Directive 1: Locate every line of the records that contains the string "background", treating uppercase and lowercase as different, and copy each of those lines.

Passage provided:
If integrating classrooms can bring more materials like this into schools, what are we waiting for? What child wouldn't want to read a book that they get to touch allover and tug on?

And an interesting side note: today Martin talked about the 'kitchen robot' he will get at his upcoming wedding. While I started imaging what this crazy invention could do in a kitchen, Martin clarified that it was their word for a blender. I was relieved and disappointed.

Minikamp!

Exciting things are coming up at Bethel! Next week we will host a minicamp in the afternoons, to give adults intensive English practice. An older couple from Canada will be running the camp. They are coming in from Canada on Sunday, giving us a day to prepare before classes begin on Monday at 4 pm. After the progress made in classes this week, both by me and by the students, I am so excited that Bethel can offer this intensive practice and that I get to be a part of! The Canadian couple has lots of experience putting on camps, and the wife is an English teacher who has all sorts of resources. I have had a good time getting my feet wet on my own, but I will also be very glad to be guided by a real teacher. I know that I will learn a lot next week. Please pray for the success of the camp--that participants will be engaged, have fun and learn, that we at Bethel will be both effective teachers and witnesses, and that we can create a fun environment that is conducive to both learning and fellowship.

I am so happy to be here at Bethel, learning and experiencing. Thank you so much for your support!

We Need To Talk

For the second night in a row, I was very surprised that I was able to conduct a competent lesson. Last night I led an intermediate level conversation class, which went very well.

After a little prompting from silly questions I had written on the board, the students began to talk quite freely and openly. This was very exciting for me, because a conversation class is mostly impossible without vocal students. The very nature of a conversation class has made it hard for me to grasp what my role should be as facilitator. If the class is meant to be a place for students to practice speaking and listening in English, what purpose do I serve? I have to remind myself every few minutes that the time in class is the only chance these students have to interact with a native speaker. In a town this size there are few Anglos, and TV programs are aired in Czech, Slovak, German and Hungarian, but not English. Unless students buy American DVDs or scour the internet to find sitcoms, their chances to encounter native, natural English are rare.

Directive 2: Summarize the passage about teaching English at Bethel in two sentences.

Contour annotation records:
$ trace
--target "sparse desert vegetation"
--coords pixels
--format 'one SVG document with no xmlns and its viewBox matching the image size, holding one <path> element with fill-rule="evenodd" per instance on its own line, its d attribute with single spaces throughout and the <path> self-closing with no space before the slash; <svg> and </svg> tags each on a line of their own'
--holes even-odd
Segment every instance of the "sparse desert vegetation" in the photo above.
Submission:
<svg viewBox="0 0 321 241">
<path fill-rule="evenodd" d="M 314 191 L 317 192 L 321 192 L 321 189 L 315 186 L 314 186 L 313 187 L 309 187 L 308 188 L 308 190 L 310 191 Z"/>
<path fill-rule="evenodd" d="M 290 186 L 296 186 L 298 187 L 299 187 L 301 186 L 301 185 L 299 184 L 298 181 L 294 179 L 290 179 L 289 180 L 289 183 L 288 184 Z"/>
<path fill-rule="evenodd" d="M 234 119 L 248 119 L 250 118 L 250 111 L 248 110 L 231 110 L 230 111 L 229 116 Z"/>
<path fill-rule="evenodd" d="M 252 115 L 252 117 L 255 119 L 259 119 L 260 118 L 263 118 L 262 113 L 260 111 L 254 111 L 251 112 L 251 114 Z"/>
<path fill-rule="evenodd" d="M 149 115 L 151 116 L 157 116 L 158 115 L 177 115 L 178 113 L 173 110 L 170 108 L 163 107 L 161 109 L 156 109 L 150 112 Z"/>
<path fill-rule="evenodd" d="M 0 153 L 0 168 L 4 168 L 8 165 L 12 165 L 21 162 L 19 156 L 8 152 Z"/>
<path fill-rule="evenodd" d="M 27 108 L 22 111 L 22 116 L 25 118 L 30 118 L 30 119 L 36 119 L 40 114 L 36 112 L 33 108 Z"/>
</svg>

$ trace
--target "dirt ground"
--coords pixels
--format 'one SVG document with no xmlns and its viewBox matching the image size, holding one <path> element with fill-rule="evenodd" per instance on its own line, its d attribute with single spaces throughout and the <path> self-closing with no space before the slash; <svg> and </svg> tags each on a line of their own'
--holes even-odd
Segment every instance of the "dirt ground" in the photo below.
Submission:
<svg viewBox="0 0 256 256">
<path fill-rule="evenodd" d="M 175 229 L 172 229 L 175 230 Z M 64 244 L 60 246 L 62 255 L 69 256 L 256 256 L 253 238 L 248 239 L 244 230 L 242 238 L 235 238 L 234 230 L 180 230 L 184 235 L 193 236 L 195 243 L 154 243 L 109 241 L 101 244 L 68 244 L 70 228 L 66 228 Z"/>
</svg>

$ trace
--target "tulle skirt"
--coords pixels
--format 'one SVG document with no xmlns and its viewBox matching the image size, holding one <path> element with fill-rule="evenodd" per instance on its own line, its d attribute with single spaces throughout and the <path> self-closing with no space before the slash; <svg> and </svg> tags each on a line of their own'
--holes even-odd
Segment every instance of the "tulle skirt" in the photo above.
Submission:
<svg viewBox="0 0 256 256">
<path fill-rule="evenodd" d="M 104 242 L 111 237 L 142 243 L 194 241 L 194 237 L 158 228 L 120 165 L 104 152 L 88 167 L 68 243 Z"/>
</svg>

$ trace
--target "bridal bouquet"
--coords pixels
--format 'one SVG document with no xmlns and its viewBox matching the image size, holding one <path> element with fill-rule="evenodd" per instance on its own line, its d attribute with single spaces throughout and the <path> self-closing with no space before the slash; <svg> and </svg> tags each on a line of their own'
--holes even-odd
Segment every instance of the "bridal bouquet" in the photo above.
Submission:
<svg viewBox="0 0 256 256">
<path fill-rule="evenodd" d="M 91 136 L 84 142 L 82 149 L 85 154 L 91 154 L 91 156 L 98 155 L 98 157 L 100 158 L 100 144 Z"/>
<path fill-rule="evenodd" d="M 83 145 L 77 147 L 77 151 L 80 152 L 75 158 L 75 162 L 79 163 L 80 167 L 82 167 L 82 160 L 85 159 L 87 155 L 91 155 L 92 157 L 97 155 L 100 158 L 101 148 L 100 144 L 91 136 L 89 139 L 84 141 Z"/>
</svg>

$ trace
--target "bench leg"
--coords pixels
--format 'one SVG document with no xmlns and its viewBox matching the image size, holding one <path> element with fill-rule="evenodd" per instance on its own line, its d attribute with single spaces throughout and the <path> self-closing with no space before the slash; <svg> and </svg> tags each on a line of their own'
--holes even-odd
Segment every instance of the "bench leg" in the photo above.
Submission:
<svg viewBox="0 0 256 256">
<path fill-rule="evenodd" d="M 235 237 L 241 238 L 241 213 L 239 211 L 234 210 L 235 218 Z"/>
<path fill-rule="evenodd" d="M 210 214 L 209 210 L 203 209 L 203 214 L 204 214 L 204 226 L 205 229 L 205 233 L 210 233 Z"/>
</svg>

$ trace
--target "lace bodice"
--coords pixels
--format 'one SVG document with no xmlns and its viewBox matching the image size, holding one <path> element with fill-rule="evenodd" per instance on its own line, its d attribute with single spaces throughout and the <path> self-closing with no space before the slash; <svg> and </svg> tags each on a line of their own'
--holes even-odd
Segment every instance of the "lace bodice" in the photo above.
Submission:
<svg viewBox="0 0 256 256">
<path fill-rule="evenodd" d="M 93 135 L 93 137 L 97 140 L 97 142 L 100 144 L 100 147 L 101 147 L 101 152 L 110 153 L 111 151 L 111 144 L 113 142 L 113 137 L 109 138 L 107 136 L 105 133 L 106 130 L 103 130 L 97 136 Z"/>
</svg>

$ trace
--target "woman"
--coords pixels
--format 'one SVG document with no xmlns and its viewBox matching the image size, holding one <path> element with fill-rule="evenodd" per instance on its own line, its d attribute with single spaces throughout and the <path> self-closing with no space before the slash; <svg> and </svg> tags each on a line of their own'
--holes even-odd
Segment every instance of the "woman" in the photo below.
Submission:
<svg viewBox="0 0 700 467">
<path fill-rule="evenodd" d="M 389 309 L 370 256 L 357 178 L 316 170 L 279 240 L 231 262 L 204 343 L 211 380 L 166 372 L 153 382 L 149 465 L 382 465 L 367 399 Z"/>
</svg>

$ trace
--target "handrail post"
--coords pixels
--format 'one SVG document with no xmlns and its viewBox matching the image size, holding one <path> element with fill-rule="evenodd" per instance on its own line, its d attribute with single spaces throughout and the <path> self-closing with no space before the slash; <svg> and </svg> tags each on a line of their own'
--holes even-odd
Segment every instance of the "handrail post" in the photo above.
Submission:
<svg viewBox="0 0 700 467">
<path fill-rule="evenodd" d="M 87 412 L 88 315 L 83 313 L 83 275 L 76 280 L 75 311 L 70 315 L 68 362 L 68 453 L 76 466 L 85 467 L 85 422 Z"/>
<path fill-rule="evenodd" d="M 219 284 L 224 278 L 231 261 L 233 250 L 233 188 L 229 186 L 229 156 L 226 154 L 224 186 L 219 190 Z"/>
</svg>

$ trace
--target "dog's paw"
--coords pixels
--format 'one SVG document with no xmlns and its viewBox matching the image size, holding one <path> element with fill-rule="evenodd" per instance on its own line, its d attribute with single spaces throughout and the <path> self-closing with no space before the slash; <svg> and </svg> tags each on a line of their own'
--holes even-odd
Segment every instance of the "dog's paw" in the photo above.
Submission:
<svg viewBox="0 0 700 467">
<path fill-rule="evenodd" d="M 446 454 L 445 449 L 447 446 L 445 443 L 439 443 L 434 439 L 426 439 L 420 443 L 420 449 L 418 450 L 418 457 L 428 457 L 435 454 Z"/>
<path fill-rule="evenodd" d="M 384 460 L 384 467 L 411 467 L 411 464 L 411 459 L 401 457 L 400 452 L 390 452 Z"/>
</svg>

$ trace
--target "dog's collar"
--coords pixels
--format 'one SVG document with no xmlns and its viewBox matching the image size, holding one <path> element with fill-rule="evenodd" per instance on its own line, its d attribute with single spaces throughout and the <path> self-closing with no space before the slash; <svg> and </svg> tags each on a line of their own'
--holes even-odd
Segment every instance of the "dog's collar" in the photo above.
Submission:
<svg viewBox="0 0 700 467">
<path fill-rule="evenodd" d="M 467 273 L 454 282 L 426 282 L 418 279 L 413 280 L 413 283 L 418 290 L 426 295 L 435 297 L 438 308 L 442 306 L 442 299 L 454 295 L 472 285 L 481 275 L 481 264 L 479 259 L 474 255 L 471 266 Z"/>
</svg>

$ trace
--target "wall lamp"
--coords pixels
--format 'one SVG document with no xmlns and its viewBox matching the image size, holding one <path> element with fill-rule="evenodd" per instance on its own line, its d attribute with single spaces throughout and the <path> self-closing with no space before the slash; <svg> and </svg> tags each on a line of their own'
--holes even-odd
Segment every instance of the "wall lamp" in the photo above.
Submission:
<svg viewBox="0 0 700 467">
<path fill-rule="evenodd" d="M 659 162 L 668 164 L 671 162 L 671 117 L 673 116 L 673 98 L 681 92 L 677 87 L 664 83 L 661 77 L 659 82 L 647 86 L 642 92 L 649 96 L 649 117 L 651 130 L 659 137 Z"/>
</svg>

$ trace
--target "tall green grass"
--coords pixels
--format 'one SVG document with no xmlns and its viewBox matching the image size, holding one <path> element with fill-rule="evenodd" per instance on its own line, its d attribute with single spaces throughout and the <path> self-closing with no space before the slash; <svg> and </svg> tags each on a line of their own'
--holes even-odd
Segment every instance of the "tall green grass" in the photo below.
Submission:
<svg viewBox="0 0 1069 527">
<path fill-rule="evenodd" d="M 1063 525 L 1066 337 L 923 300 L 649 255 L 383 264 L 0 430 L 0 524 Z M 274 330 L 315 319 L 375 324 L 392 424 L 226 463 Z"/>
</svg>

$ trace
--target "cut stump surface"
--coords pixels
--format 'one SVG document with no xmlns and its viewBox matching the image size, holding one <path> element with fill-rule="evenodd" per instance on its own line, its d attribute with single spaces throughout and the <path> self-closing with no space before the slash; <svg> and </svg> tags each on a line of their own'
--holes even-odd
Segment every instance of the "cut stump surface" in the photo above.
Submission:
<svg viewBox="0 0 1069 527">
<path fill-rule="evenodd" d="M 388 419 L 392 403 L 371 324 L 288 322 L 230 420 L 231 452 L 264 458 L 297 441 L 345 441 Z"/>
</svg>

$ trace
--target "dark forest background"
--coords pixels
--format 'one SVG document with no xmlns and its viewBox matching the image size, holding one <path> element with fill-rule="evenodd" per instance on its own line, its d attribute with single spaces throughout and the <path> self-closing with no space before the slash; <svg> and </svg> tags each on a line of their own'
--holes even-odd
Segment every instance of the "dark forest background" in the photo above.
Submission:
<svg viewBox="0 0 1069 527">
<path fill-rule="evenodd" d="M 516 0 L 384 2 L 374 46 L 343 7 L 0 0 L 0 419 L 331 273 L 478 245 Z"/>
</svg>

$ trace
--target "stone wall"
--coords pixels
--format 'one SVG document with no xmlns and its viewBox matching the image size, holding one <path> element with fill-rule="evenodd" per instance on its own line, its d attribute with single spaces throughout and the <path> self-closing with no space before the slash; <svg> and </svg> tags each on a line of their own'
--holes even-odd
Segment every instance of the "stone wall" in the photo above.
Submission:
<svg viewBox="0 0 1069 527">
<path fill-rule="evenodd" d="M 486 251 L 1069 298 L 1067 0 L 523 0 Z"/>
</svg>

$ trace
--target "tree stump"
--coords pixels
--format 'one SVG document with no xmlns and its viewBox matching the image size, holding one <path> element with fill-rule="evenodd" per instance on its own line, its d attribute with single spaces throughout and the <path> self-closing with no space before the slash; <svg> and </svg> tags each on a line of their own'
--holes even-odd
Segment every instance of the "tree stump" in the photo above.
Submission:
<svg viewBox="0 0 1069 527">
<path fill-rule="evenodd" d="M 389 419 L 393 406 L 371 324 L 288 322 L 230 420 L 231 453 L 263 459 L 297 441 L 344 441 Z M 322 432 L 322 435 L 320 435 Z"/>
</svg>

Reply 1:
--target "dark forest background"
Segment every instance of the "dark forest background" in the photo above.

Reply 2: Next week Bethel will host an afternoon minicamp that gives adults intensive English practice, run by an experienced older couple from Canada. The writer is glad to be guided by the wife, who is an English teacher, and also describes an intermediate conversation class that went very well, where students talked freely and had their only chance to interact with a native speaker.